Women & Infants caregivers hold overwhelming no confidence vote due to ongoing grievances, disrespect and short staffing“We made the decision to vote no confidence because we are sick and tired of working short day in and day out and having our concerns brushed to the side.”
Published on March 29, 2023
The following is a press release and not an Uprise RI-written news story.
Nearly 1,400 Women & Infants caregivers, which constitutes 95% of workers who participated, voted no confidence in their employer. At Tuesday’s press conference, frontline caregivers described the reasons why: A historic number of unresolved grievances and arbitrations, a dire staffing crisis and an ongoing lack of clear, respectful communication around management’s alleged plans to stabilize and invest in the workforce.
“We made the decision to vote no confidence because we are sick and tired of working short day in and day out and having our concerns brushed to the side. I used to stay late because I loved caring for my patients. Now I stay late because we are working short every day. If they don´t get me help I am responsible for up to 29 patients,” said Regina Brown, a Certified Nursing Assistant in the Antenatal Care Unit, “You don’t push your workforce to the breaking point and then keep adding in additional stressors. We constantly bring important staffing issues and concerns about disrespect to management and they are doing nothing to alleviate the problem.”

#### PROVIDED RECORDS:
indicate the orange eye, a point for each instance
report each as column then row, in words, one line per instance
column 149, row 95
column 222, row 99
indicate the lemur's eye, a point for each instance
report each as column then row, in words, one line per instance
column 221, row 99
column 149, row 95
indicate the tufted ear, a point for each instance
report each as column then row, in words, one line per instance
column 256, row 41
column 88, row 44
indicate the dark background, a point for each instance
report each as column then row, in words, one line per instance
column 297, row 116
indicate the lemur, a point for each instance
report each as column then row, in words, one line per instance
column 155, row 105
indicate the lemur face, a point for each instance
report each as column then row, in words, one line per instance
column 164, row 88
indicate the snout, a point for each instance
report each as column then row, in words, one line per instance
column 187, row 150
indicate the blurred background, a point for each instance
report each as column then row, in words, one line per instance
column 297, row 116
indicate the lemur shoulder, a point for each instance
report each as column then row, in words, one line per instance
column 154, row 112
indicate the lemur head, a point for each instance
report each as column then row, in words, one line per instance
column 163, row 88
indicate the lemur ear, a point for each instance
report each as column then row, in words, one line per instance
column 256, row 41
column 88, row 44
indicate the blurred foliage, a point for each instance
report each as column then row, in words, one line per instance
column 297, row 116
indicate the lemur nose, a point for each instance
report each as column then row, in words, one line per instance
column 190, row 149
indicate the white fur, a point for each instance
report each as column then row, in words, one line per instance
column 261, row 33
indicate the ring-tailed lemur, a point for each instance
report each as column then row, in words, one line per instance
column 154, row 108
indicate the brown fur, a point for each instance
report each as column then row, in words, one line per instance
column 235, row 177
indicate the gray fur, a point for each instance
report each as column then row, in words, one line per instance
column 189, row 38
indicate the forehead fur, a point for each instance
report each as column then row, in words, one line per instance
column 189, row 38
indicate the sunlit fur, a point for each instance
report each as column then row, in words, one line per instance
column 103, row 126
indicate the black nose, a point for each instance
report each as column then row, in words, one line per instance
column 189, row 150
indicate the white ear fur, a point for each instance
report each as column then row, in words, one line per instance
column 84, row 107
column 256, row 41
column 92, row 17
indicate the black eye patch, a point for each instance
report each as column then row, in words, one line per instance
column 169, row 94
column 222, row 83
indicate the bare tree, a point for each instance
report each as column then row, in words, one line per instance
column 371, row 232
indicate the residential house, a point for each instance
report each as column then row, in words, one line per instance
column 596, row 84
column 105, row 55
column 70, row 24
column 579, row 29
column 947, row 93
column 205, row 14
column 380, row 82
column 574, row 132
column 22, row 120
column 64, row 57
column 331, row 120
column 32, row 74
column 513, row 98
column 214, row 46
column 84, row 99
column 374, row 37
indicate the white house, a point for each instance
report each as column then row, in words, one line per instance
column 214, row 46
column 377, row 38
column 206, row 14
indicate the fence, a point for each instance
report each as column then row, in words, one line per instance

#### ASSIGNED TASK 1:
According to the press release about the Women & Infants no-confidence vote, what percentage of the workers who participated voted no confidence?
#### ASSIGNED TASK 2:
Resume the press release about the Women & Infants no-confidence vote, beginning after its final sentence.

#### EXPECTED ANSWER 1:
95%

#### EXPECTED ANSWER 2:
For months, Women & Infants has ignored workers’ repeated attempts to engage in dialogue around use of American Rescue Plan Act funding to alleviate the worsening staffing crisis that threatens to compromise the level of care that can be provided to mothers and their babies.
What’s more, for the last year, management has publicly refused to conduct fair and reasonable investigations into worker allegations of disrespect, harassment, racialized language and systematic mistreatment of the majority female and diverse membership.
“A fair amount of our EVS or housekeeping staff are Portuguese. I have heard that one particular supervisor refers to them as the Portuguese mafia. These individuals have put themselves at risk throughout the pandemic. This language reduces them to just a label and is completely disrespectful to their important contribution to patient care,” said Nancy Chandley Adams, a Nurse Lactation Consultant. “In another instance, I have heard a different manager allegedly tell a student who was breastfeeding, ‘Go pump, we don’t want you spraying all over us.’ No woman should be subjected to this type of demeaning language, particularly at a hospital that treats women and babies.”
Women & Infants unresponsiveness to the workers’ repeated attempts to resolve these issues has led to an unprecedented amount of unresolved union grievances that needlessly have to go through the arbitration process instead. Caregivers are calling on management to stop anti-union behavior and engage with workers to solve the hospital´s deepening healthcare crisis.
“We want management to hear our concerns and respect our union rights. We want them to work with us to resolve our grievances so we can do what we do best, focus on patient care. We are determined to have our voice heard and will continue pushing until management gives its staff and patients the respect we deserve,” said Cassie White, a Registered Nurse in the Mother and Baby Unit.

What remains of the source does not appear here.